_What is required_.
Copy the following lines from the data word for word, between the line containing "Exercise. Pick out the child's hand" and the line containing "pixel 452 25", inclusive.
══ Material for this task ══
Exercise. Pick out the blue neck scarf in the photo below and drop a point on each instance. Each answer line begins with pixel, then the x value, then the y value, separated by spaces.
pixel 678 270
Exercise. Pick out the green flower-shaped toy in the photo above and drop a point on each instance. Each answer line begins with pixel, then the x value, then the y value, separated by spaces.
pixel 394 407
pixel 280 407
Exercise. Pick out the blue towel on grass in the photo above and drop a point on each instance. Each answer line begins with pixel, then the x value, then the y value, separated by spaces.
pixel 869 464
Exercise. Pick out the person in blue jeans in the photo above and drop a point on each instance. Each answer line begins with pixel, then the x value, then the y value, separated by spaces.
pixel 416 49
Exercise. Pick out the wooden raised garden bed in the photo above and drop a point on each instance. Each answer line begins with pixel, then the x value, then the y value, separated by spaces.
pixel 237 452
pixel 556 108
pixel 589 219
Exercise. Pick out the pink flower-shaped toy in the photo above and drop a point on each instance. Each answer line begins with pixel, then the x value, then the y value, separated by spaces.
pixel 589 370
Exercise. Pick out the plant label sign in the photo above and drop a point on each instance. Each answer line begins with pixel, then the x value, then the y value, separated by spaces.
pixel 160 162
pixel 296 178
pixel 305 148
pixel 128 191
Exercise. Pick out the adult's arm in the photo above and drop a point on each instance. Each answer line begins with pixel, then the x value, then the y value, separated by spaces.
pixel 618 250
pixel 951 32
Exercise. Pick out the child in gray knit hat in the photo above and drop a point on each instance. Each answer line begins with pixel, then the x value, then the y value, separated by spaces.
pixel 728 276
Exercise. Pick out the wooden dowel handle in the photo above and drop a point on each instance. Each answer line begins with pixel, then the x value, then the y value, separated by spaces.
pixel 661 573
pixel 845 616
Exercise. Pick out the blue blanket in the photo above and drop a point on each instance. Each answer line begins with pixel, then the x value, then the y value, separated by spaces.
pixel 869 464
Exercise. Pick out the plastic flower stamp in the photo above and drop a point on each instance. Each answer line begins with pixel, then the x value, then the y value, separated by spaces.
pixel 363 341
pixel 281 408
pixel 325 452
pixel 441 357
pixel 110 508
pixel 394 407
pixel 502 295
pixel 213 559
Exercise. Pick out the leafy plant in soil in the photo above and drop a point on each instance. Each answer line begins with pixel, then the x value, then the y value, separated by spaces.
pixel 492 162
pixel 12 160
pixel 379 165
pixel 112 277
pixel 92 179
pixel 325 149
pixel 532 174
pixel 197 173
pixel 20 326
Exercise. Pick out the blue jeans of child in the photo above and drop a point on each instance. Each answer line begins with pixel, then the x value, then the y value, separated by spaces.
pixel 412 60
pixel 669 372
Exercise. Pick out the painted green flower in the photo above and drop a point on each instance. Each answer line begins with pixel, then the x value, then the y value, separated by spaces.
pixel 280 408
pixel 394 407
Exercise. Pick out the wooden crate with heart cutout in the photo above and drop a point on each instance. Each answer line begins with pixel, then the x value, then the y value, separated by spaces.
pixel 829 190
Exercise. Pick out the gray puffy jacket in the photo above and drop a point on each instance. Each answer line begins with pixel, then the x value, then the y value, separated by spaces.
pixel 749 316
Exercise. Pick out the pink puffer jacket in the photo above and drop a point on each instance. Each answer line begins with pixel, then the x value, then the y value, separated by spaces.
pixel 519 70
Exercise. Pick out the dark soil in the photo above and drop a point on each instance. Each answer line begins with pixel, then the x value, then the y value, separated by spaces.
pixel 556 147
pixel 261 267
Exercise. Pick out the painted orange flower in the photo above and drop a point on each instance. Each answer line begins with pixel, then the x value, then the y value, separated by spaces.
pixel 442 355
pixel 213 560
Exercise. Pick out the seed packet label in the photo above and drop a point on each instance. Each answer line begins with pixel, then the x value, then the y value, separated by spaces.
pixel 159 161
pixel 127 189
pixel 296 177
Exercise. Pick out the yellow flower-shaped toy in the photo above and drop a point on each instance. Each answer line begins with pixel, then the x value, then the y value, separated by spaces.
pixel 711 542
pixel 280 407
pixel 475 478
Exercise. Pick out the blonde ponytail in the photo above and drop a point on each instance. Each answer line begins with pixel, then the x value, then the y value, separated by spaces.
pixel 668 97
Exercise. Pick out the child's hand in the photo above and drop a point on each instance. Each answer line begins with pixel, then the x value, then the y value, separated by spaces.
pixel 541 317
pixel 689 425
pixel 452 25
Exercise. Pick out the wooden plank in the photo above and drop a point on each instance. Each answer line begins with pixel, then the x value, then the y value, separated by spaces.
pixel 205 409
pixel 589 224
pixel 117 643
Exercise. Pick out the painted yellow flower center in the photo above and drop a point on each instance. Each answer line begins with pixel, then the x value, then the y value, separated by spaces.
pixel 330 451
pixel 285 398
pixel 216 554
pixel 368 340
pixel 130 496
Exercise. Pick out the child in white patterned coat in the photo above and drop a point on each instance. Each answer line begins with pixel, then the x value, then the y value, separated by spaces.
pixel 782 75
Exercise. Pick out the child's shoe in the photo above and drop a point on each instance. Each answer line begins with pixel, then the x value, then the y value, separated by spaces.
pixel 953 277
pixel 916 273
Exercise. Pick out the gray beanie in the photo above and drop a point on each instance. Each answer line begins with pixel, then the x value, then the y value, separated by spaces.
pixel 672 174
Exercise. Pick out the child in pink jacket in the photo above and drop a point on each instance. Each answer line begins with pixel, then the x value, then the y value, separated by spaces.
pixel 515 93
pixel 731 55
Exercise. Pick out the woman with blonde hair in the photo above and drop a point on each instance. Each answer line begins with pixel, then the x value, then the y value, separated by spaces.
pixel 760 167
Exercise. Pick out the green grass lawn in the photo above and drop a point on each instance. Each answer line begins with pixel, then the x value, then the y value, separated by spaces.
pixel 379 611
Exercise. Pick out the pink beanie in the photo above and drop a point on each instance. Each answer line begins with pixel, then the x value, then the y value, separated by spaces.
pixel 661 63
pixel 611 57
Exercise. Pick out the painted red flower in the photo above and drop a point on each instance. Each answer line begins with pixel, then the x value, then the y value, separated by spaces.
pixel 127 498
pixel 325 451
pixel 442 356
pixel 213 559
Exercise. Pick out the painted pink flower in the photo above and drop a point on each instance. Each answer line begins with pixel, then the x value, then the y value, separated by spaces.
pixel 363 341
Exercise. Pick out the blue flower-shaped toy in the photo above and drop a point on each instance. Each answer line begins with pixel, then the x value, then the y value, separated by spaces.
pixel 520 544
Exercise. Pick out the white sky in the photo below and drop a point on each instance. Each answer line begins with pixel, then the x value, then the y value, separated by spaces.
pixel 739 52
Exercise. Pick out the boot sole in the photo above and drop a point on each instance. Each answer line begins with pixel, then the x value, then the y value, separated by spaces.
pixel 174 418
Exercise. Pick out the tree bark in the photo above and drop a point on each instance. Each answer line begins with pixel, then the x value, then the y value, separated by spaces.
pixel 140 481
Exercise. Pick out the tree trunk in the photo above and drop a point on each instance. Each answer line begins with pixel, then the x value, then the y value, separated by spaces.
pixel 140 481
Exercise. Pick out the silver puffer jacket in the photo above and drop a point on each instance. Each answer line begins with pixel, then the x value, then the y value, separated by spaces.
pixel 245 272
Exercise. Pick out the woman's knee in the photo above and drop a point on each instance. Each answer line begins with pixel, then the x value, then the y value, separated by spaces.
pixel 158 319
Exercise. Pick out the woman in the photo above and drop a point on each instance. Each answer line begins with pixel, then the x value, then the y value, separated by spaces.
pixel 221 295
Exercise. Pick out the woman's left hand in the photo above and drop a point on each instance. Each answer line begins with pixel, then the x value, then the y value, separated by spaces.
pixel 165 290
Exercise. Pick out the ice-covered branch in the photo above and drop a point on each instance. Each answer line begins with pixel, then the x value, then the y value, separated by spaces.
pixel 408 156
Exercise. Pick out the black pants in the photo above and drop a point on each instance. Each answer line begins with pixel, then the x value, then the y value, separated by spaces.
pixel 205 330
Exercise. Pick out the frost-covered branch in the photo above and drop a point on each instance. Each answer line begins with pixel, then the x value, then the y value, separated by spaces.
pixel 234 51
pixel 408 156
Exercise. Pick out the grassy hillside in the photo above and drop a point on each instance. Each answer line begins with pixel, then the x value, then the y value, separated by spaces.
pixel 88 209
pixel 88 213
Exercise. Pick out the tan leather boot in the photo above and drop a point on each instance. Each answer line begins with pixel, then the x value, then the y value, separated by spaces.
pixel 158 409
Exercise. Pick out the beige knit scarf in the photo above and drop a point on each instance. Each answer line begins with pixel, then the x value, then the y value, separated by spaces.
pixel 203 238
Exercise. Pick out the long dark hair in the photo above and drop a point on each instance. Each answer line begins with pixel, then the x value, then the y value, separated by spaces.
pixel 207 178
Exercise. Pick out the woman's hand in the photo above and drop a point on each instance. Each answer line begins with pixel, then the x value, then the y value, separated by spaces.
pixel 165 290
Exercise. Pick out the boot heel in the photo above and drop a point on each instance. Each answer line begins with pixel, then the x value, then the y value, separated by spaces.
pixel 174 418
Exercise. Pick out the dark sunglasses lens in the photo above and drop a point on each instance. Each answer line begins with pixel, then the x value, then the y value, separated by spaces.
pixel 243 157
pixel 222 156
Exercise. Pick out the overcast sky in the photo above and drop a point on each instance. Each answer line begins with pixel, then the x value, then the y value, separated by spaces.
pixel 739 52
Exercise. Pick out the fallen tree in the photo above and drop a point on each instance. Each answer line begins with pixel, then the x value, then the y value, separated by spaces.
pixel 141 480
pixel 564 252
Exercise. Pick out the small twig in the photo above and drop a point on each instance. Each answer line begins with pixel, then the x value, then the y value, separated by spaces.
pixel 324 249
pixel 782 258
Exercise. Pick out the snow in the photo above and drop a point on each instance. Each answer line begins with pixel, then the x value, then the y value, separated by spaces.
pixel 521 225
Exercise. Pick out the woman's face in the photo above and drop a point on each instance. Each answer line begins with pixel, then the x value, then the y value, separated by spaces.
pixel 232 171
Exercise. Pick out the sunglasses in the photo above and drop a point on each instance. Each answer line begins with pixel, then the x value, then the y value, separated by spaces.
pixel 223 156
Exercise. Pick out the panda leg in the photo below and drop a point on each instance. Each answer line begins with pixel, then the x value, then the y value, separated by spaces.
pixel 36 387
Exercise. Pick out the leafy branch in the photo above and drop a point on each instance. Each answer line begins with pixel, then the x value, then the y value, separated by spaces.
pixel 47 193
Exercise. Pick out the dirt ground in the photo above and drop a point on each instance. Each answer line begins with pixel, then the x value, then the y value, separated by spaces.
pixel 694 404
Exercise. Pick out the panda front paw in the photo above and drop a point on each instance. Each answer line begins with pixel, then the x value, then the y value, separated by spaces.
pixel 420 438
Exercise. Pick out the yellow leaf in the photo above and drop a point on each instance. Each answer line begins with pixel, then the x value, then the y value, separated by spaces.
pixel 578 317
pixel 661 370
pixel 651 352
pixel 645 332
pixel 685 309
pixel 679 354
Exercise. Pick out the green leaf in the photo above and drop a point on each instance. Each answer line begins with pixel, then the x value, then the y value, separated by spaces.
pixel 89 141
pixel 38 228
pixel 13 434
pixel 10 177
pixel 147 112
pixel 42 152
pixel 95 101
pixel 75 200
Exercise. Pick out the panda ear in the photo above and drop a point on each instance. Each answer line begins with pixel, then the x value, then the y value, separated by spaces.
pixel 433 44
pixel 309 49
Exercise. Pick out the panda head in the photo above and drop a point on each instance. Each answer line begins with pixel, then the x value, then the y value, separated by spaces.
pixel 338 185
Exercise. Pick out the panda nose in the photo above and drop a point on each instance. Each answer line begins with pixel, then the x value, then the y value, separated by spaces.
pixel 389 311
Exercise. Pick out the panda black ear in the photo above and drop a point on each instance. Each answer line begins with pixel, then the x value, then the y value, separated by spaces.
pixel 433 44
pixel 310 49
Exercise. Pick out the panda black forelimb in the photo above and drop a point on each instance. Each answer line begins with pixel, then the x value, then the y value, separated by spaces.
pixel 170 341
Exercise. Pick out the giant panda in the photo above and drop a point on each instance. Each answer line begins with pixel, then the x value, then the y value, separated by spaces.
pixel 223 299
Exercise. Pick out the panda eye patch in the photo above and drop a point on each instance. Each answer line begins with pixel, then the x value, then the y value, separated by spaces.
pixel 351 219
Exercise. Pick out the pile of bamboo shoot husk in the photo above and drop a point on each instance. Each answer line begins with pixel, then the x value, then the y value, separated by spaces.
═══
_Exercise result_.
Exercise. Pick out the child's hand in the photo above and drop a point on each instance. Each answer line begins with pixel, then the x value, then the y value, separated by spaces.
pixel 541 317
pixel 689 425
pixel 452 25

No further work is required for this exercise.